**Written problem**
Rewrite the lines below, replacing "photo" with "image" everywhere and leaving everything else unchanged. Omit the pictures from your answer.
• • •
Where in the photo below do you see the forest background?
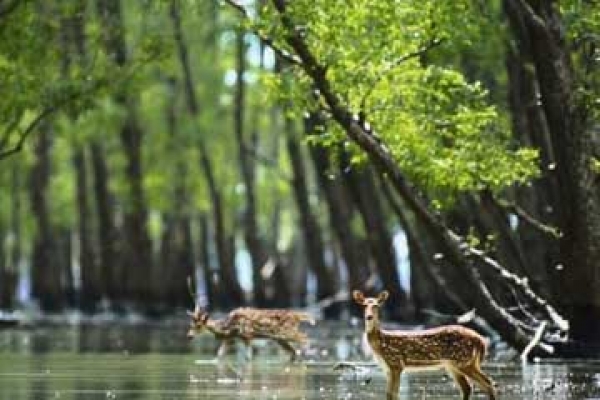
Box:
[0,0,600,356]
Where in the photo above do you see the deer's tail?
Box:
[296,311,317,325]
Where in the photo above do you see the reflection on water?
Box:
[0,321,600,400]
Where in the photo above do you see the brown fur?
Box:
[188,308,314,361]
[353,291,496,400]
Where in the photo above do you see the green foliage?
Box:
[255,0,537,200]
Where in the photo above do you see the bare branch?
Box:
[490,196,562,239]
[521,321,554,364]
[225,0,301,65]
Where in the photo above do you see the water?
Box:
[0,321,600,400]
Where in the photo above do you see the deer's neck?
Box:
[365,324,381,352]
[206,320,231,336]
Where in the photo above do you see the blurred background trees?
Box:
[0,0,600,356]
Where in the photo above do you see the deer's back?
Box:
[225,308,310,341]
[369,325,486,368]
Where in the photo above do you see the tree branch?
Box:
[490,196,562,239]
[0,107,58,160]
[360,38,444,113]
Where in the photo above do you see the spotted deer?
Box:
[353,290,496,400]
[187,306,314,362]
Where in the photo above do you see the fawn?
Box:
[353,290,496,400]
[187,306,314,362]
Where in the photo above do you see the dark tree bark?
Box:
• • •
**Written response**
Where in the image below do you see the forest background?
Box:
[0,0,600,356]
Where in the image above do you see the deer's tail?
Box:
[296,311,317,325]
Where in the image above do you see the reflection on water?
Box:
[0,321,600,400]
Where in the image above do you see the brown fur?
Box:
[188,308,314,361]
[353,291,496,400]
Where in the image above do you see the green foliage?
Box:
[255,0,537,200]
Where in the image above do you see the bare branch?
Box:
[490,196,562,239]
[521,321,554,364]
[225,0,301,65]
Where in the image above do you see the water?
Box:
[0,321,600,400]
Where in the image above do you see the deer's neck?
Box:
[365,324,381,352]
[206,320,231,336]
Where in the image above do you see the blurred background trees?
Box:
[0,0,600,356]
Where in the image above do you see the deer's back?
Box:
[225,308,310,341]
[369,325,486,368]
Where in the image above do you see the tree branch?
Box:
[490,196,562,239]
[0,107,58,160]
[360,38,444,113]
Where in the image above do you see the spotted deer?
Box:
[353,290,496,400]
[187,306,314,362]
Where in the image above do you see the fawn?
Box:
[353,290,496,400]
[187,306,314,362]
Where in the image above do you see the dark tree bark?
Box:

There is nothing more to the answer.